— Given text —
--------------------

But there indeed is the rub. I don’t take his press-bashing personally; as a fellow journalist says, “If I wanted to be liked, I’d drive an ice cream truck.” I’m more interested in why he’s bashing the press - and it’s really no mystery. It’s a survival tactic that plays to the cultural grievances of his credulous base.
Trump’s sole ideology is self-preservation, and what he sorely needs - as his relations with Hill Republicans continue to erode, as his legislative agenda teeters toward DOA, as Bob Mueller and the congressional probes continue to tighten the noose - is love and reassurance from his loyal 35 percent. If he can keep them happy, distracting them from his own failings by feeding them an enemy, by professing to hate the same “elites” they hate, he’ll have the best shot at hanging onto his job.
Basically, as we saw in Phoenix, the press is a stand-in for all the “elite” cultural and economic institutions that tick off the 35 percent: academia, Hollywood, scientists, Wall Street - whatever forces are perceived as being “arrogant” toward ordinary people. This kind of populism, this hostility toward “elites,” has long been a sporadic feature of American politics, dating back to the 19th century, and it was probably just a matter of time before a demagogic marketer came along.

--------------------

Records of labeled points
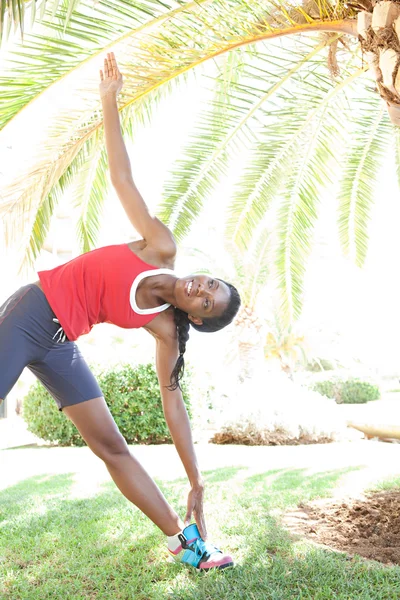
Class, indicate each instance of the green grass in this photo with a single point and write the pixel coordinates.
(53, 545)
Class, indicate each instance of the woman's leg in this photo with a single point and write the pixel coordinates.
(99, 430)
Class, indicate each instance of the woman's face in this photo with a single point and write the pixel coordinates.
(201, 296)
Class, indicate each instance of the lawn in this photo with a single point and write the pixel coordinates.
(60, 540)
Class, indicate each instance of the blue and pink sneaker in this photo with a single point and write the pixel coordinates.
(199, 554)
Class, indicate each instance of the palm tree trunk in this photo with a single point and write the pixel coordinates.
(379, 34)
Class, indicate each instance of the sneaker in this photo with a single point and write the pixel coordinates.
(198, 553)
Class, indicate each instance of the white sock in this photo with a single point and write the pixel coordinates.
(174, 542)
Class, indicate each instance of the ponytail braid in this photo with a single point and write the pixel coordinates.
(182, 325)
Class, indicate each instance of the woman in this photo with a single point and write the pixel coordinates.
(130, 285)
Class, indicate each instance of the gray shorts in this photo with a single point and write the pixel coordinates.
(30, 336)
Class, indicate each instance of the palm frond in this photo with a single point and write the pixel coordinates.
(369, 138)
(90, 191)
(42, 220)
(150, 55)
(225, 131)
(397, 152)
(284, 120)
(19, 9)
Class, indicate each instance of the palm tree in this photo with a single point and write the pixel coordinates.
(276, 105)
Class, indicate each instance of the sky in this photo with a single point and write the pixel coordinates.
(362, 305)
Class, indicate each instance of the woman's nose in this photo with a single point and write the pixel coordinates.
(200, 290)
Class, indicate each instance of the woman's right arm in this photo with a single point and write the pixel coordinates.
(153, 231)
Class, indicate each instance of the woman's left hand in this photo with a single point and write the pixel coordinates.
(195, 507)
(111, 80)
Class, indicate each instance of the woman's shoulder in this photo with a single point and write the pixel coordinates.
(152, 256)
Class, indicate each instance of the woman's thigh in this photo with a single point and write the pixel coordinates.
(66, 375)
(19, 317)
(97, 427)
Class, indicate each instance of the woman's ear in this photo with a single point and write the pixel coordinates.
(195, 320)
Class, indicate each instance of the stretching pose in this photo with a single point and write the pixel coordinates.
(131, 285)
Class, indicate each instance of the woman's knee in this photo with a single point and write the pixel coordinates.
(111, 448)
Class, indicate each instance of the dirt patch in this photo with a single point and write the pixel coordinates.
(369, 527)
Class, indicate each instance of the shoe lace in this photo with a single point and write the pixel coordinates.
(203, 549)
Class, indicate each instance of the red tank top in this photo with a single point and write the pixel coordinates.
(98, 287)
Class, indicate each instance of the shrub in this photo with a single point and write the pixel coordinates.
(132, 395)
(273, 410)
(348, 391)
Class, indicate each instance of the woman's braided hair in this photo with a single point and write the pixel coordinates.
(183, 324)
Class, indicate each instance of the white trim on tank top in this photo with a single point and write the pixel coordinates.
(138, 279)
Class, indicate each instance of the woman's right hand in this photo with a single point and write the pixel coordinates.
(111, 80)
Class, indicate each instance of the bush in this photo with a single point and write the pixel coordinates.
(132, 395)
(349, 391)
(273, 410)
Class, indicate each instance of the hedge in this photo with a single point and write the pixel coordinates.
(348, 391)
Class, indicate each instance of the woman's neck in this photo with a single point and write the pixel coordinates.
(155, 290)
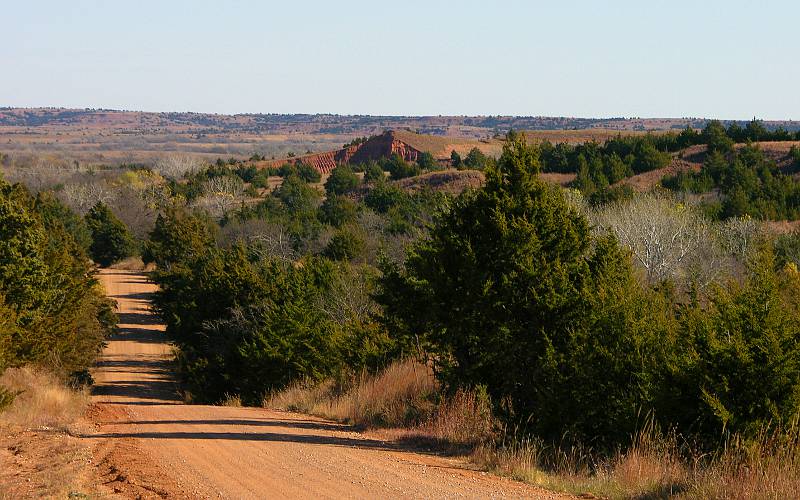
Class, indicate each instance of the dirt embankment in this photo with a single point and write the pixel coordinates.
(147, 444)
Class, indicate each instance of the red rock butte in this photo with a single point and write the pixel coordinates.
(380, 146)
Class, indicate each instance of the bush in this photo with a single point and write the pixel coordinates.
(743, 356)
(302, 170)
(511, 291)
(476, 160)
(111, 240)
(373, 172)
(427, 162)
(341, 181)
(337, 210)
(400, 169)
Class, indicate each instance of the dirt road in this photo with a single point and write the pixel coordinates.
(148, 444)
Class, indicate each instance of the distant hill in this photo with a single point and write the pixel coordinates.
(457, 126)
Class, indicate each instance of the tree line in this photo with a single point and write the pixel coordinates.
(513, 288)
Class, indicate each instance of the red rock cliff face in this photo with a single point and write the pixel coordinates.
(381, 146)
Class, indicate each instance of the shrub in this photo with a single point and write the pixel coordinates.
(427, 162)
(476, 160)
(337, 210)
(510, 291)
(341, 181)
(373, 172)
(111, 240)
(743, 354)
(400, 169)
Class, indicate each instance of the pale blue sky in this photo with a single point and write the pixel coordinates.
(725, 59)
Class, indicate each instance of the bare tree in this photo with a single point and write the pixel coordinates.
(349, 297)
(739, 234)
(669, 240)
(220, 194)
(176, 166)
(83, 196)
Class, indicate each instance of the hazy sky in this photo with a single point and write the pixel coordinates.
(725, 59)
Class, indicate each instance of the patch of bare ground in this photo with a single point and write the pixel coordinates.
(691, 160)
(447, 181)
(147, 444)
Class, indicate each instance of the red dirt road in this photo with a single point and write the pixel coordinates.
(148, 444)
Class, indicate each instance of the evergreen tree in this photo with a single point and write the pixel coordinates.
(111, 240)
(455, 159)
(509, 291)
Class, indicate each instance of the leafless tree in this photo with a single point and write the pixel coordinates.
(84, 195)
(349, 297)
(739, 235)
(176, 166)
(668, 240)
(220, 194)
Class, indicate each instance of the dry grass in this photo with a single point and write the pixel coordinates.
(402, 400)
(233, 401)
(39, 458)
(42, 401)
(401, 395)
(132, 264)
(446, 181)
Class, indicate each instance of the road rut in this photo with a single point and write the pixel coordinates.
(147, 444)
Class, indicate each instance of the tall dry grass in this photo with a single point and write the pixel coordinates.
(401, 395)
(48, 462)
(42, 401)
(406, 397)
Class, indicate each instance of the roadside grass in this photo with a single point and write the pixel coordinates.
(38, 455)
(405, 403)
(42, 402)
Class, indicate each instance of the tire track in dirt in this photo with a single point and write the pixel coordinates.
(147, 444)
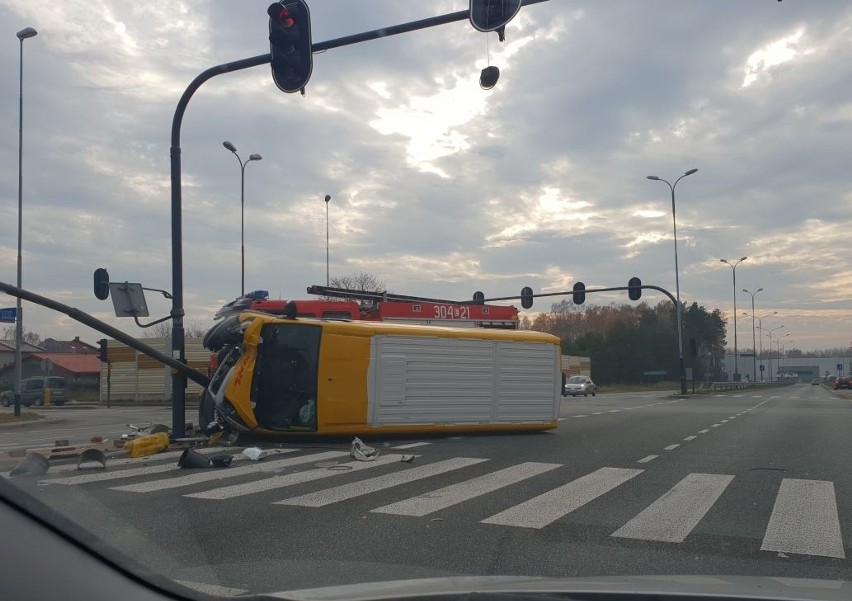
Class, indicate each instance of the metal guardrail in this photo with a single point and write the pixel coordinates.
(713, 386)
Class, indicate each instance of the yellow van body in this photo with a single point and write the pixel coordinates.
(310, 376)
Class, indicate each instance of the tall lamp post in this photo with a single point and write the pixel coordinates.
(734, 269)
(252, 157)
(760, 327)
(753, 338)
(677, 278)
(25, 33)
(327, 199)
(770, 349)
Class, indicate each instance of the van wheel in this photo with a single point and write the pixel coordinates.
(206, 410)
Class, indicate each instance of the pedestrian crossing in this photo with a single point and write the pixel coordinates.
(804, 519)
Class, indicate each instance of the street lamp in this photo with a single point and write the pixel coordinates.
(677, 278)
(760, 327)
(252, 157)
(327, 199)
(753, 339)
(25, 33)
(770, 349)
(734, 269)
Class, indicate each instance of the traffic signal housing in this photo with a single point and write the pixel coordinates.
(634, 289)
(101, 279)
(290, 44)
(579, 295)
(526, 297)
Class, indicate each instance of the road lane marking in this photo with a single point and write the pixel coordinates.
(674, 515)
(454, 494)
(328, 496)
(546, 508)
(221, 474)
(412, 445)
(804, 520)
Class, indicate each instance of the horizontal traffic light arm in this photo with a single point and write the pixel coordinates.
(571, 292)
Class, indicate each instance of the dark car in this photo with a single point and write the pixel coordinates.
(33, 392)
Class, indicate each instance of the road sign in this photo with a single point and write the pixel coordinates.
(490, 15)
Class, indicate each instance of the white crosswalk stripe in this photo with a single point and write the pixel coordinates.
(804, 520)
(283, 481)
(552, 505)
(231, 472)
(673, 516)
(454, 494)
(363, 487)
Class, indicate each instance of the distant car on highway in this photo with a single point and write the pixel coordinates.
(579, 385)
(33, 389)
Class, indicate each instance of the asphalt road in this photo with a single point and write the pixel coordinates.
(746, 483)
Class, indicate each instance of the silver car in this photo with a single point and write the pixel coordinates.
(579, 385)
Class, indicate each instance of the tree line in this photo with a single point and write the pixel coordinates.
(626, 341)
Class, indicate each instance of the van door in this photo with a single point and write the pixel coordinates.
(286, 375)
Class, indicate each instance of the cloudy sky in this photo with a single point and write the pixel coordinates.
(439, 187)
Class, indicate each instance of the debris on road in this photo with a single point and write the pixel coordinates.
(362, 452)
(147, 445)
(92, 456)
(33, 464)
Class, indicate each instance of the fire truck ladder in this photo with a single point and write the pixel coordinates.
(375, 296)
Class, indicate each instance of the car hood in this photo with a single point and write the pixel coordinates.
(671, 586)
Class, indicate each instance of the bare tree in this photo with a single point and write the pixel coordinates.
(28, 337)
(359, 281)
(164, 330)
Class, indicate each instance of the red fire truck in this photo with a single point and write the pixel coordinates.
(375, 306)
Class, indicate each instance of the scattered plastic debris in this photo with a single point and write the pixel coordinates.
(147, 445)
(91, 456)
(256, 453)
(33, 464)
(362, 452)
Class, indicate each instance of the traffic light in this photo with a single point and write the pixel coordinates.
(101, 284)
(579, 293)
(634, 291)
(526, 297)
(290, 44)
(490, 15)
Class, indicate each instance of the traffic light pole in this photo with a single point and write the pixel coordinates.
(177, 313)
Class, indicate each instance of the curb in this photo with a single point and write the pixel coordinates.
(32, 422)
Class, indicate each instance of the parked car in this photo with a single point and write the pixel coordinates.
(33, 392)
(579, 385)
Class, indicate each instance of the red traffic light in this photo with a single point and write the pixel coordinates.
(281, 15)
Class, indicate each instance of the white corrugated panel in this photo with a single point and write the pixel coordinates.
(420, 380)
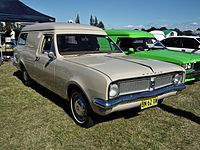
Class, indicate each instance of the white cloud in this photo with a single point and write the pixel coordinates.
(194, 23)
(134, 27)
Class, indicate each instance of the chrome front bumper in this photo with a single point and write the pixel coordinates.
(104, 107)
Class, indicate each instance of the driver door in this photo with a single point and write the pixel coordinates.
(45, 65)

--------------------

— Tasks and exercises —
(a) Answer these questions from the commentary on Trump's press-bashing:
(i) What does the fellow journalist say he would drive if he wanted to be liked?
(ii) What share of people does the commentary give for Trump's loyal base?
(iii) To what century does the commentary trace hostility toward "elites" in American politics?
(b) Using the commentary on Trump's press-bashing, explain in one to three sentences why he bashes the press.
(c) Write a continuation of the commentary on Trump's press-bashing, starting after its final sentence.
None of the tasks require the listing.

— Solved problems —
(a)
(i) An ice cream truck.
(ii) 35 percent.
(iii) The 19th century.

(b) It is a survival tactic. As his standing with Hill Republicans erodes, his agenda falters and the probes tighten, he needs love and reassurance from his loyal 35 percent. Feeding them an enemy and professing to hate the same "elites" they hate distracts them from his failings and gives him the best shot at keeping his job.

(c)
It doesn’t matter that Trump has no particular interest in ordinary people. As the irrepressible columnist Charles Pierce tells the fans, Trump is “a guy who wouldn’t have 15 seconds for you on the street.” It doesn’t matter that he’s a showhorse instead of a workhorse, and that his promises to ordinary people are smoke in the wind. What matters is that he feeds their visceral needs.
Bashing the “elite” press validates all the years they’ve spent screaming at the TV and fuming at the printed facts they’re prefer not to know. Hollywood and Wall Street and academia don’t go to the rallies; journalists are there in the flesh, convenient targets for the fans’ hostility, unwilling pawns in Trump’s cynical game.
But in truth, the fans are his pawns.
If or when Trump is hit by the perfect storm, he’s counting on them to serve as his insurance policy. The big question - as the press relentlessly soldiers on, placing its faith in the accretion of facts - is whether Trump’s elite-haters will provide sufficient coverage.

Dick Polman is the national political columnist at NewsWorks/WHYY in Philadelphia (newsworks.org/polman) and a “Writer in Residence” at the University of Pennsylvania. Email him at dickpolman7@gmail.com.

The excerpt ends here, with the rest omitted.